### Material
..............................
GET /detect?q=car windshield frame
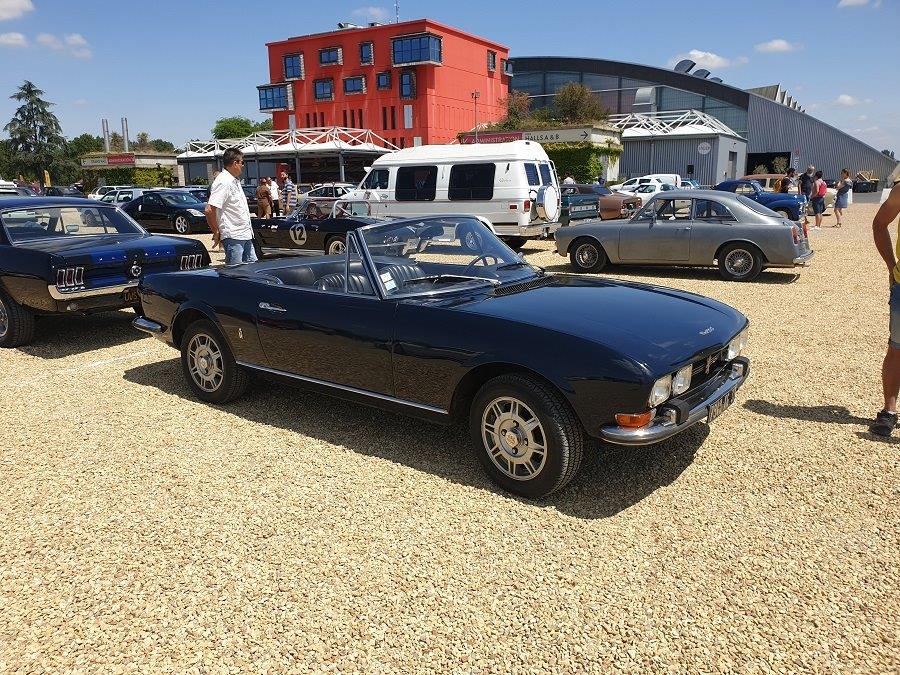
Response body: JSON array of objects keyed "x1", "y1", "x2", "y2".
..............................
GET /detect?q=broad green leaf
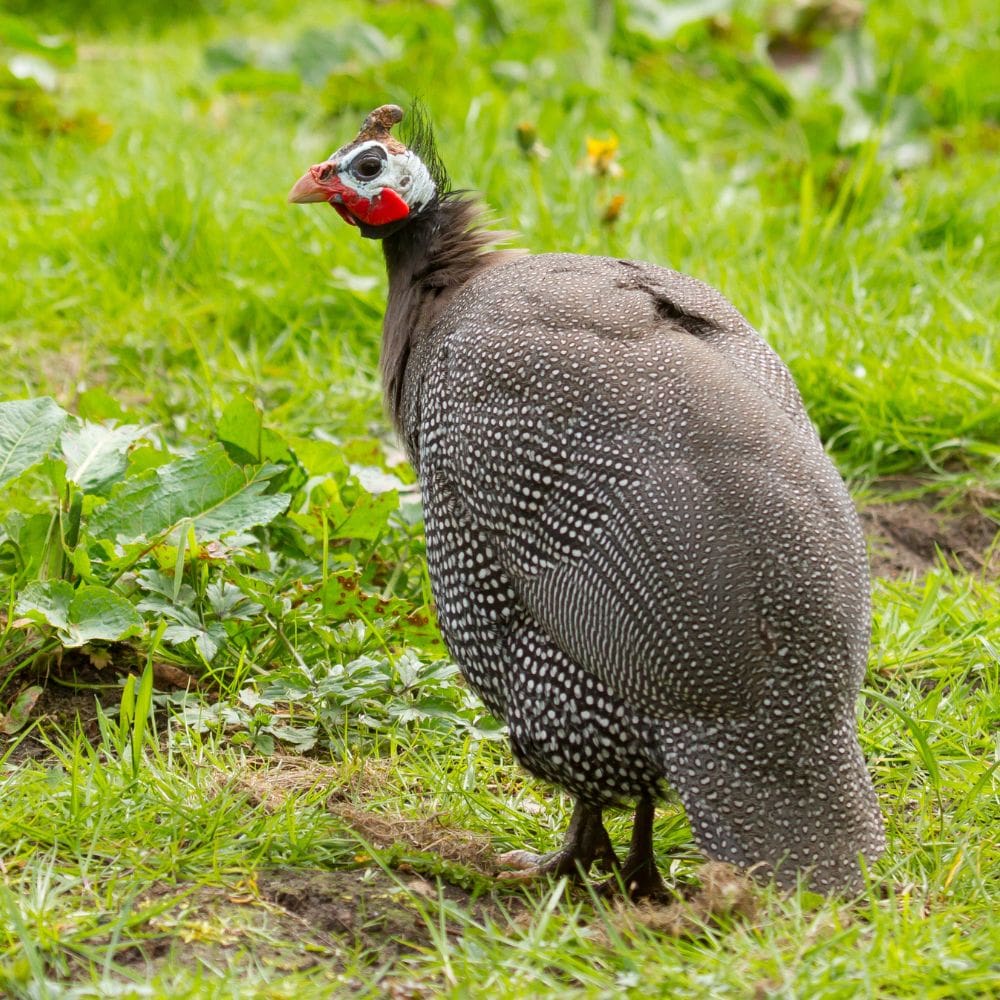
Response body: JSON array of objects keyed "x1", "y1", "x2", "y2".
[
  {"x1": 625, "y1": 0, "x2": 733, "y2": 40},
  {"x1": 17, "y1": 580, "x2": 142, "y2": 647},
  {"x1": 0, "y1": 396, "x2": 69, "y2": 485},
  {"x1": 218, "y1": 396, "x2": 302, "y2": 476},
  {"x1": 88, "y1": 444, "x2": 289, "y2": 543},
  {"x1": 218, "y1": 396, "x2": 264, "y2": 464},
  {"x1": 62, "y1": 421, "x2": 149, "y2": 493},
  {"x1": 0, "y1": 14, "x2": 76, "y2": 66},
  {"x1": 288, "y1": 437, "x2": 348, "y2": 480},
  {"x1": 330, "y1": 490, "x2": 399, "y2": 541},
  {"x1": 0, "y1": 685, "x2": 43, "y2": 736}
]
..............................
### Exercise description
Which lines of the listing above contain the string "detect"? Copy out each of them.

### Finished exercise
GET /detect?q=car windshield frame
GET /detect?q=broad green leaf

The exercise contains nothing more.